### Problem statement
Keeping each line exactly as it is, output all of the records.

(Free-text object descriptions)
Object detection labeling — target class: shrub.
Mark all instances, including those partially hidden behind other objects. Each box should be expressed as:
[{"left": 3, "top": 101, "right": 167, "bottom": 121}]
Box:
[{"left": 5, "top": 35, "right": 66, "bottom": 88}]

### Answer section
Object detection labeling — target class: shrub.
Mark all instances, including those partially hidden behind other objects. Each box should be expressed as:
[{"left": 3, "top": 101, "right": 167, "bottom": 121}]
Box:
[{"left": 5, "top": 35, "right": 66, "bottom": 88}]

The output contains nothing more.